> _Tarefa A_:
Transcreva literalmente todos os registros de apontamento abaixo, sem incluir as imagens na resposta.

> _Trecho da página_:
════════════════════
Sob o atual movimento retrógrado de Mercúrio por Gêmeos, nem quero insistir nos alertas de narrativas falsas e seus perigosos derivados, como as mentiras e distorções. Quero mais é buscar no passado, seguindo o tom revisionista da retrogradação do planeta, narrativas que, com suas muitas camadas de significados (como apraz a Gêmeos), possam iluminar questões presentes. Viajo, então, ao século VI a.C., à velha Grécia, rumo às fábulas escritas pelo famoso Esopo. A longevidade dessas antigas historietas envolvendo animais se explica pelo retrato alegórico que fazem de situações comuns aos humanos de qualquer época. Fui lendo-as a esmo, e não é que reconheci a moral delas em nosso moderno sistema de comunicação e nas posturas sociais?
════════════════════
> _Tarefa B_:
Imprima sem alterações a parte do texto sobre Mercúrio retrógrado e as fábulas de Esopo que começa nas palavras que contêm "Sob o atual" e termina após "nas posturas sociais?".

(Registros do conjunto de dados de apontamento)
════════════════════
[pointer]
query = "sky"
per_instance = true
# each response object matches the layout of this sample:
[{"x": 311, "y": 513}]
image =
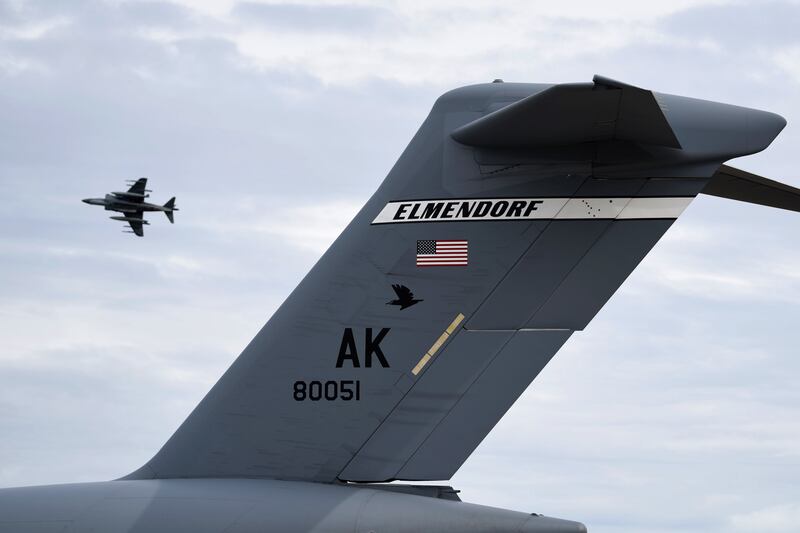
════════════════════
> _Resultado da tarefa A_:
[pointer]
query = "sky"
per_instance = true
# each response object matches the layout of this sample:
[{"x": 311, "y": 513}]
image =

> _Resultado da tarefa B_:
Sob o atual movimento retrógrado de Mercúrio por Gêmeos, nem quero insistir nos alertas de narrativas falsas e seus perigosos derivados, como as mentiras e distorções. Quero mais é buscar no passado, seguindo o tom revisionista da retrogradação do planeta, narrativas que, com suas muitas camadas de significados (como apraz a Gêmeos), possam iluminar questões presentes. Viajo, então, ao século VI a.C., à velha Grécia, rumo às fábulas escritas pelo famoso Esopo. A longevidade dessas antigas historietas envolvendo animais se explica pelo retrato alegórico que fazem de situações comuns aos humanos de qualquer época. Fui lendo-as a esmo, e não é que reconheci a moral delas em nosso moderno sistema de comunicação e nas posturas sociais?